▶ [Document passage]
========
It’s not clear when the “mourning period” may end and when the nuclear talks between the agency and Tehran may resume – though Grossi said his hope was that it would be “over in a matter of days.”

President Ebrahim Raisi, who before his death had long maintained an uncompromising stance on nuclear talks, was not involved in meetings with the IAEA head when Grossi visited Iran earlier this month.

The IAEA chief did meet with Foreign Minister Hossein Amir-Abdollahian on the second day of his visit.

Grossi’s statement comes just a day after IAEA Chief Rafael Grossi ignited backlash from Iranians, when he opened a nuclear security conference by calling for a moment of silence to “honor” both Raisi and Amir-Abdollahian.

“Our thoughts are with their families and the people of Iran during this difficult time,” Grossi later said on X.

Some Iranians dubbed it an inappropriate statement, made to appease Tehran, which has relentlessly pursued sanctions relief with minimal compromise on its nuclear program.

Others questioned why the IAEA Chief sent condolences to Iranians when reports indicated that many within the country were celebrating the death of the man known as the “Butcher of Tehran” for his involvement in crimes against humanity.

After Grossi’s recent visit to Tehran and Isfahan earlier this month, he said he did not seal any deal but discussed possible steps to implement measures Tehran had committed to in a joint statement last year.

In addition to Raisi’s hard stance on the nuclear issue, backed by the Supreme Leader, talk inside Iran recently floated the notion of abandoning the country’s so-called “fatwa” on nuclear weapons. Grossi previously said that the chatter was “very worrying” and “needs to stop.”
========
▶ [Information given]
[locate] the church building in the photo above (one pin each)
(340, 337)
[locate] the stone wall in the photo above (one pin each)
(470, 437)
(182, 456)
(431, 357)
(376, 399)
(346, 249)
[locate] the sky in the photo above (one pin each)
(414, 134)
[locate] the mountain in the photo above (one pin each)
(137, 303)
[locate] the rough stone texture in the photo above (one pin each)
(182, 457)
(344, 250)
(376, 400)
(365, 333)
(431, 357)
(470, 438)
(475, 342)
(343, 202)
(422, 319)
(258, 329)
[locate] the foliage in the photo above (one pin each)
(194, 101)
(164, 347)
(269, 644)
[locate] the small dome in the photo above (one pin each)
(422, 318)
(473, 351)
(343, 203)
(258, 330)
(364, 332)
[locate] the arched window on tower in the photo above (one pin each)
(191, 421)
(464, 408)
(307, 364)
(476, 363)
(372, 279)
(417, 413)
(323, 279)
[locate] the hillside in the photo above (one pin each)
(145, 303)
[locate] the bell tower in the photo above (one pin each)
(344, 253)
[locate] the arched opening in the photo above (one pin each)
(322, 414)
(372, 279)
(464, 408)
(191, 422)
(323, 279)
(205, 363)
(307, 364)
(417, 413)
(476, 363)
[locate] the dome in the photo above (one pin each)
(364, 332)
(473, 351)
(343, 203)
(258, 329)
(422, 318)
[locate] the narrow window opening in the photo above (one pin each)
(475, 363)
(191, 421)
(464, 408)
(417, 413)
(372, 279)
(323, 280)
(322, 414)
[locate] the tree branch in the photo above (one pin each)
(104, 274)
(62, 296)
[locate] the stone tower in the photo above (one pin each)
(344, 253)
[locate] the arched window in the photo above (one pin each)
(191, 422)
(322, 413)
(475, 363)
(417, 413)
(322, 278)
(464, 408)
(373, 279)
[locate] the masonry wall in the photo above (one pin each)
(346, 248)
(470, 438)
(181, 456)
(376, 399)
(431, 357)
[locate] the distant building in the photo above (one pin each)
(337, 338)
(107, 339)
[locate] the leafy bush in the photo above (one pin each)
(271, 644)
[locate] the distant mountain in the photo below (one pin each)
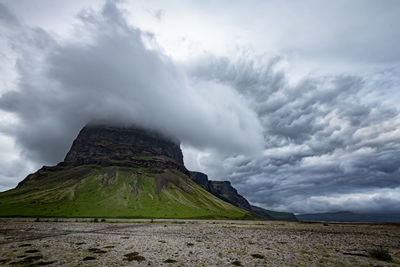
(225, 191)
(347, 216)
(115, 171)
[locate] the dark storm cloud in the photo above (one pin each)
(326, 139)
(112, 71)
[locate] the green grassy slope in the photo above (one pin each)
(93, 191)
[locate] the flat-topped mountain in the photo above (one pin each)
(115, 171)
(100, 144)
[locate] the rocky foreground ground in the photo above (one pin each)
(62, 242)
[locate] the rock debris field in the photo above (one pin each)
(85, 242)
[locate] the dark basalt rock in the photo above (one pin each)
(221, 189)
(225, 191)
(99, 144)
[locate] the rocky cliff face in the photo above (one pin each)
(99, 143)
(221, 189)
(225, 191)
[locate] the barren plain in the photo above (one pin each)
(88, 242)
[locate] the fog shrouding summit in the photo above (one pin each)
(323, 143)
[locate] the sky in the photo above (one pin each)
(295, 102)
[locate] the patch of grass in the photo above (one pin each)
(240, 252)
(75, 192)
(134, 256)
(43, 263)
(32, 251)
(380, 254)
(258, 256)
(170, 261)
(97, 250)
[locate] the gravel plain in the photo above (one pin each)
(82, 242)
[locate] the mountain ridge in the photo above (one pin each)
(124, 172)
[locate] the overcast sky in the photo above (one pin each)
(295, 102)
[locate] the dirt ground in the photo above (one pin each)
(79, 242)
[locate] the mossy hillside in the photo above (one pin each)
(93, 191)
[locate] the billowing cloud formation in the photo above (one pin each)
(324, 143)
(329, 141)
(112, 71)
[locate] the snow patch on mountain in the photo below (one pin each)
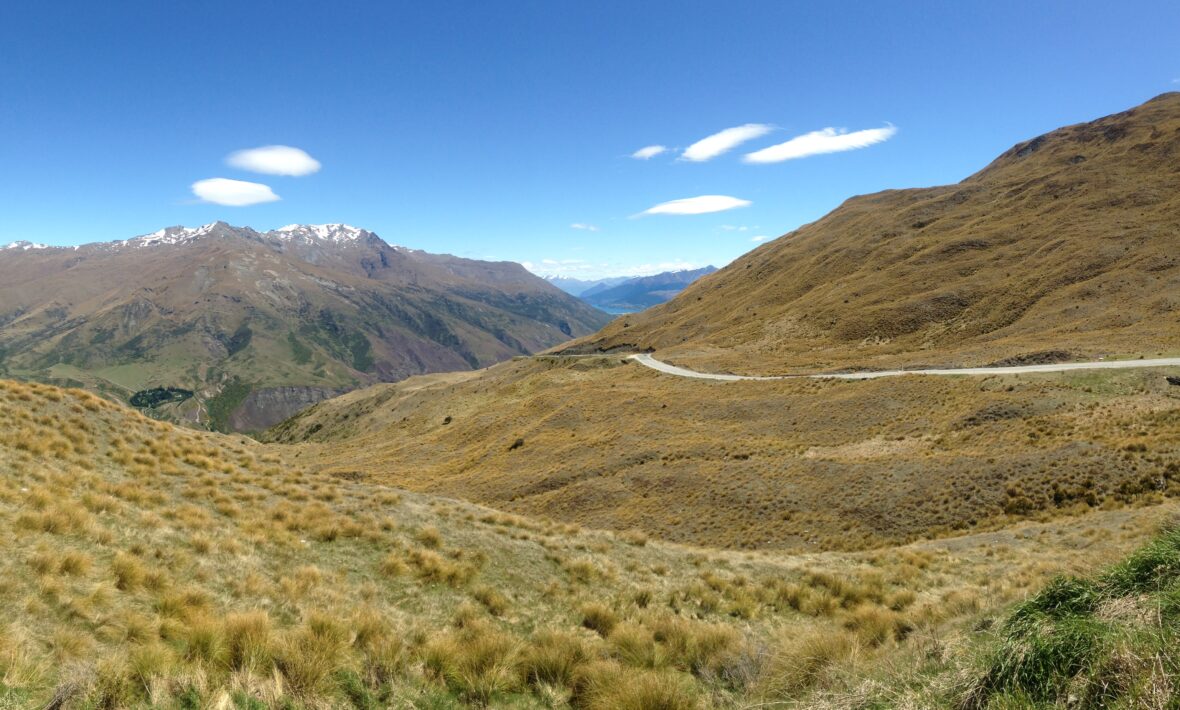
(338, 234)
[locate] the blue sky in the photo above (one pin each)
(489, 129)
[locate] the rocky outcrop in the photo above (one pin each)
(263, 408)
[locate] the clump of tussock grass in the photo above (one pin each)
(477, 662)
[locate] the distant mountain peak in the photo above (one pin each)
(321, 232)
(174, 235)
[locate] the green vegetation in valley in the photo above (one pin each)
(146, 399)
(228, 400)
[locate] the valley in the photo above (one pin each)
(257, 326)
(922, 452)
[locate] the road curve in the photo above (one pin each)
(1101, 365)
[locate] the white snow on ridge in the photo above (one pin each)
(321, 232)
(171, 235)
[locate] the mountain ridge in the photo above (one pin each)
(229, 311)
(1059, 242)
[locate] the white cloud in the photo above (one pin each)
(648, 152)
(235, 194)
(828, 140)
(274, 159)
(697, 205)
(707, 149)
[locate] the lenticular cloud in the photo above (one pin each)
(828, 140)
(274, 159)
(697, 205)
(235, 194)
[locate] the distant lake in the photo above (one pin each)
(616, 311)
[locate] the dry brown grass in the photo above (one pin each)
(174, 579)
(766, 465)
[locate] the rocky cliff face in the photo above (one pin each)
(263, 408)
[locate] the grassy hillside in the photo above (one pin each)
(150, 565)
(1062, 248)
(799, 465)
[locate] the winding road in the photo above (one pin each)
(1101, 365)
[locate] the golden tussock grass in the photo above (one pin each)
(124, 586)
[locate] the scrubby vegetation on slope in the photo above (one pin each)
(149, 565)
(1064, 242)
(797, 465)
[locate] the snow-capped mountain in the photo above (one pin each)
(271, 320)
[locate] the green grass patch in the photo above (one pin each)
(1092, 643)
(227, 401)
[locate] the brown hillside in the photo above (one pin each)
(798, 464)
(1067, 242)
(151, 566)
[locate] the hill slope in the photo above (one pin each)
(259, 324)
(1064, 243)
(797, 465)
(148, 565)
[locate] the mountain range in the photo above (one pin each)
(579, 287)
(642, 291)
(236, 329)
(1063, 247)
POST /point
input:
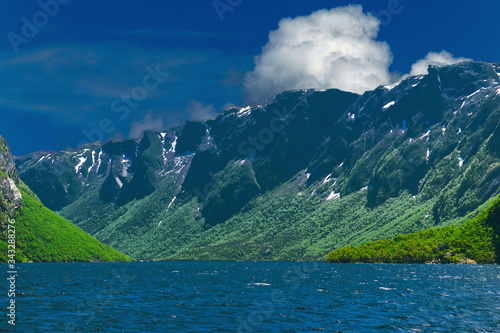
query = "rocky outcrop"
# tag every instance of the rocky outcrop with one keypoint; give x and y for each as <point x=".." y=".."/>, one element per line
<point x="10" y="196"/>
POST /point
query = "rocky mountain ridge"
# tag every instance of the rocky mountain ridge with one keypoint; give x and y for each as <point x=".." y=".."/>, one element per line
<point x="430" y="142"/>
========
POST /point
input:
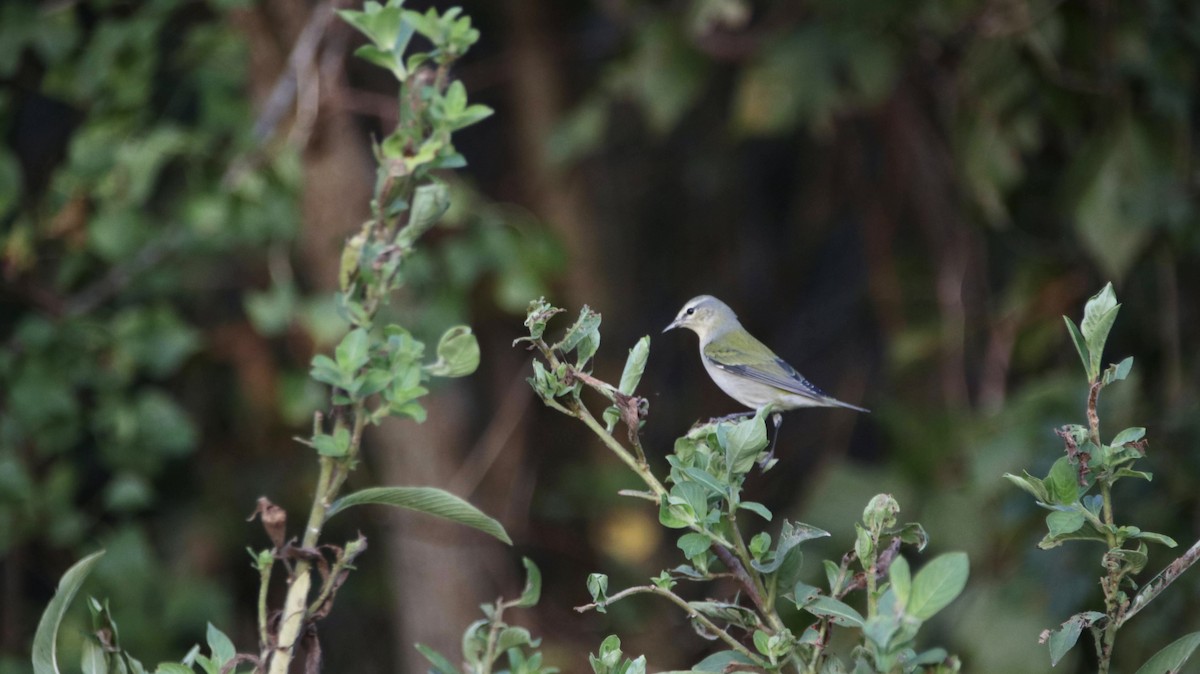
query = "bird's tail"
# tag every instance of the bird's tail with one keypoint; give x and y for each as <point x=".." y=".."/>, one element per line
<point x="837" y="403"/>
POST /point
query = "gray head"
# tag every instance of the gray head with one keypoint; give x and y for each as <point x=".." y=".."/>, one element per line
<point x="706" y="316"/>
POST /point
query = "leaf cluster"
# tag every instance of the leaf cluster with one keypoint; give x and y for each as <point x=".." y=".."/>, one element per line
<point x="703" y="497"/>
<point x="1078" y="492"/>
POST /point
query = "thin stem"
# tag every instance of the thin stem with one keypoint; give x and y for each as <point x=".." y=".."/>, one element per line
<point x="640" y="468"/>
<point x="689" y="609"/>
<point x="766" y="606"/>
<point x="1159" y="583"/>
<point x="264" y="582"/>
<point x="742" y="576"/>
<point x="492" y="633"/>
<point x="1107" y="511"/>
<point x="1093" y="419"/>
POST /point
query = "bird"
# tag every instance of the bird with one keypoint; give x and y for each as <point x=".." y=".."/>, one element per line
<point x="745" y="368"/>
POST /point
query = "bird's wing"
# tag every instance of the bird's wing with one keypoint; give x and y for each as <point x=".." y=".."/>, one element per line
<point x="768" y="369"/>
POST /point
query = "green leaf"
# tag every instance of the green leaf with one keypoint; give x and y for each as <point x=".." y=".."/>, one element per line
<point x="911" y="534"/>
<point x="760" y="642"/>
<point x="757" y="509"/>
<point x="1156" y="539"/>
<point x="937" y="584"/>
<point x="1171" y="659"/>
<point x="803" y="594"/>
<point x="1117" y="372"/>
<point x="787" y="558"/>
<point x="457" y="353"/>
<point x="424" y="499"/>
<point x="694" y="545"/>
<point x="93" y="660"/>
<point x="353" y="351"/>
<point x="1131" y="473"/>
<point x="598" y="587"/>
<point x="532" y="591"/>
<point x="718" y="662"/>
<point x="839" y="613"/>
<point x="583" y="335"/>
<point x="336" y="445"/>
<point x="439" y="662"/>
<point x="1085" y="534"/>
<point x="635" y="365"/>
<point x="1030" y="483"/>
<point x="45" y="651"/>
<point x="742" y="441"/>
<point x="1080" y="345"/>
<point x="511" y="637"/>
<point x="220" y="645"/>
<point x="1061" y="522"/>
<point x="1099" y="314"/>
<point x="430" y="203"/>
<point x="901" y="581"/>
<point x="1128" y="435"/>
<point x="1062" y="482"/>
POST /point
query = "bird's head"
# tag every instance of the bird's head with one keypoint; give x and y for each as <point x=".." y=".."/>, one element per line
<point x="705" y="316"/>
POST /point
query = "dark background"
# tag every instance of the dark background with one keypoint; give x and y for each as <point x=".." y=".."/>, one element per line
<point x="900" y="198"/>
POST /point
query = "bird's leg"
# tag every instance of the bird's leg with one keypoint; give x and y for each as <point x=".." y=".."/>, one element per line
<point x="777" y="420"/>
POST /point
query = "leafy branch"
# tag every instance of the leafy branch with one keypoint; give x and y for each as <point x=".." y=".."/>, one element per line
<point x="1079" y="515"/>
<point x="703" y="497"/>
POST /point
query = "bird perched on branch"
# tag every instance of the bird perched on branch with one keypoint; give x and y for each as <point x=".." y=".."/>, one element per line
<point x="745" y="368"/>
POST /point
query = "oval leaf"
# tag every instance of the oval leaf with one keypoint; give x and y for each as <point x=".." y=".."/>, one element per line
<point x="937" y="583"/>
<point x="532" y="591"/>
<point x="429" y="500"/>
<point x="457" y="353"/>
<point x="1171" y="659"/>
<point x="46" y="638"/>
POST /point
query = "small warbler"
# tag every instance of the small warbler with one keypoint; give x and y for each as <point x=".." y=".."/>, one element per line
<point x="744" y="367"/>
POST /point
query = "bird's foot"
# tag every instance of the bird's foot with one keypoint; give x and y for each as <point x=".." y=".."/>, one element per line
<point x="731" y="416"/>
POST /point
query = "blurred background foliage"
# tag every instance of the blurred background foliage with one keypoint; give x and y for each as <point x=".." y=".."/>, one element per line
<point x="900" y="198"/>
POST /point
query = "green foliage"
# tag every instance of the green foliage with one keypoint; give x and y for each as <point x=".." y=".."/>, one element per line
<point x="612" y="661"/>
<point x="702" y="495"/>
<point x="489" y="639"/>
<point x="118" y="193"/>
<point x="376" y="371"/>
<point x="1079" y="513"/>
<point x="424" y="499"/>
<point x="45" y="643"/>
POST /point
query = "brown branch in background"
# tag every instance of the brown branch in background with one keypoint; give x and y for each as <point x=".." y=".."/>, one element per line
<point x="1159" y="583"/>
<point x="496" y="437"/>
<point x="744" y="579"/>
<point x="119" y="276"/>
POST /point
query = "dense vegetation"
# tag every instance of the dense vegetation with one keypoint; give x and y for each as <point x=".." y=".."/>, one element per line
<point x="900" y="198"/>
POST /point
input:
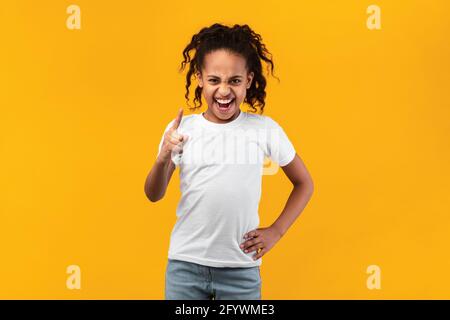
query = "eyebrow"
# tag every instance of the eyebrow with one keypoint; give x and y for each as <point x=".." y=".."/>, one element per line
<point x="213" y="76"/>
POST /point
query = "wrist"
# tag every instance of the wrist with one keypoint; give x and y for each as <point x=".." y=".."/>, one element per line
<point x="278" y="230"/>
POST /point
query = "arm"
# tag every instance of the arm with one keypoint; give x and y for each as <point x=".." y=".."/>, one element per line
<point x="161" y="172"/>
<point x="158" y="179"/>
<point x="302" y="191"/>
========
▶ [Problem to solve]
Can you give the part of the IAEA and Iran article starting at "It’s not clear" and ending at "Raisi and Amir-Abdollahian." again, switching "conference" to "summit"?

▶ [Exercise answer]
It’s not clear when the “mourning period” may end and when the nuclear talks between the agency and Tehran may resume – though Grossi said his hope was that it would be “over in a matter of days.”

President Ebrahim Raisi, who before his death had long maintained an uncompromising stance on nuclear talks, was not involved in meetings with the IAEA head when Grossi visited Iran earlier this month.

The IAEA chief did meet with Foreign Minister Hossein Amir-Abdollahian on the second day of his visit.

Grossi’s statement comes just a day after IAEA Chief Rafael Grossi ignited backlash from Iranians, when he opened a nuclear security summit by calling for a moment of silence to “honor” both Raisi and Amir-Abdollahian.